■ **Selected text**
^^^^^^^^^^^^^^^^

I actually read all the way to the end of the "MOS Generalization" thread, but unfortunately failed to find what I'm looking for, which is a characterization of, or algorithm to produce, scales with the Generalized Myhill's property.

Definition: A scale has the Generalized Myhill's property of order N (NGMP) if every generic interval is represented by no more than N specific intervals.

1GMP is equal temperament.
2GMP is the ordinary Myhill's property, a.k.a. MOS.

Finding all the scales in a rank-2 temperament, e.g. meantone, that satisfy 2GMP is something everyone reading this should know how to do. The possible numbers of notes are the convergents, 2, 3, 5, 7, 12, 19..., and for each of those cardinalities there is exactly one scale (the MOS) which satisfies 2GMP. Its pitch classes form a consecutive block in the 1-dimensional pitch class space of meantone.

In other words, a Fokker block of a rank-2 temperament (1-dimensional pitch class space) has only one possible shape, and that shape always has 2GMP.

^^^^^^^^^^^^^^^^

Object location annotation data:
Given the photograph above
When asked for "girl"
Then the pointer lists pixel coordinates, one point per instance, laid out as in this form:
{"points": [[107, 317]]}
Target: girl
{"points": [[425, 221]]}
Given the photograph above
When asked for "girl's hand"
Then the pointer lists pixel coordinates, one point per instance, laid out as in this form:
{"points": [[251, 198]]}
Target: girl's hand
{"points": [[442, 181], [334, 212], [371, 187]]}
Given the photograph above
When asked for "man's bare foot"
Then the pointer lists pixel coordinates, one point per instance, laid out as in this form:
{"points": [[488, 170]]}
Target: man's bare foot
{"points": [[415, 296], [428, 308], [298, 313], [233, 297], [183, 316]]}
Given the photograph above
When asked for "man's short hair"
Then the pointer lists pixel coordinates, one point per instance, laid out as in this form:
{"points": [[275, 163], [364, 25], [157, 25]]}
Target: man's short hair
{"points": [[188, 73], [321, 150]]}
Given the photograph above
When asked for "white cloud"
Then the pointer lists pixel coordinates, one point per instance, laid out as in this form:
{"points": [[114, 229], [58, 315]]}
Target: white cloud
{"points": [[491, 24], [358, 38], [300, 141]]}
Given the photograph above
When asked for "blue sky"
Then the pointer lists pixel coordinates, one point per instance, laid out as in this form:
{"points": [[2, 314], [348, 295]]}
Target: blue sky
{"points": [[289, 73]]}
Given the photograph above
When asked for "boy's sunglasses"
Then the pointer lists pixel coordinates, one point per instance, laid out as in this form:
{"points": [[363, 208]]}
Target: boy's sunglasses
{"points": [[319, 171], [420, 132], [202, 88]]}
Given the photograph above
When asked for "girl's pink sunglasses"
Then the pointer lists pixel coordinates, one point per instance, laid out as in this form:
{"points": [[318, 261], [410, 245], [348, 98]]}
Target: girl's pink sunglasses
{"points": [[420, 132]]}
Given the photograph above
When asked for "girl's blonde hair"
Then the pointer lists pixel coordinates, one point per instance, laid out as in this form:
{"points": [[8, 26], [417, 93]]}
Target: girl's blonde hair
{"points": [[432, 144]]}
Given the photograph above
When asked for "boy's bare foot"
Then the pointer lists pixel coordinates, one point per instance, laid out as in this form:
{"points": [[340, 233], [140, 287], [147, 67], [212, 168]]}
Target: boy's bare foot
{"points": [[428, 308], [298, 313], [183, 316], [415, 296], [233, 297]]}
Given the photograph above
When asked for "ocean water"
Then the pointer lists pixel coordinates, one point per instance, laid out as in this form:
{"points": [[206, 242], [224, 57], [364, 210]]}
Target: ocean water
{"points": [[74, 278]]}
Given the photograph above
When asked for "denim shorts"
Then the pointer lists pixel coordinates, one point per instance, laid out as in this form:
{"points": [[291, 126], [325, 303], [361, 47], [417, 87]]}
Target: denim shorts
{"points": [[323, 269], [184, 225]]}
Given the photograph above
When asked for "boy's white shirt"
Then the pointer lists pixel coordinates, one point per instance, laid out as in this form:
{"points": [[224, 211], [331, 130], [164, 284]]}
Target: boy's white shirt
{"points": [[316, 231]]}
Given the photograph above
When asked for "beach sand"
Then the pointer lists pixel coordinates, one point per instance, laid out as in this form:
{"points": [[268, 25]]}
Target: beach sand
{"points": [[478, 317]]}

^^^^^^^^^^^^^^^^

■ **Problem to work on**
Reproduce word for word the part of the post on the Generalized Myhill's property from "I actually read" to "is equal temperament.". The material has no connection to the post about the Generalized Myhill's property.

■ **Result for this task**
I actually read all the way to the end of the "MOS Generalization" thread, but unfortunately failed to find what I'm looking for, which is a characterization of, or algorithm to produce, scales with the Generalized Myhill's property.

Definition: A scale has the Generalized Myhill's property of order N (NGMP) if every generic interval is represented by no more than N specific intervals.

1GMP is equal temperament.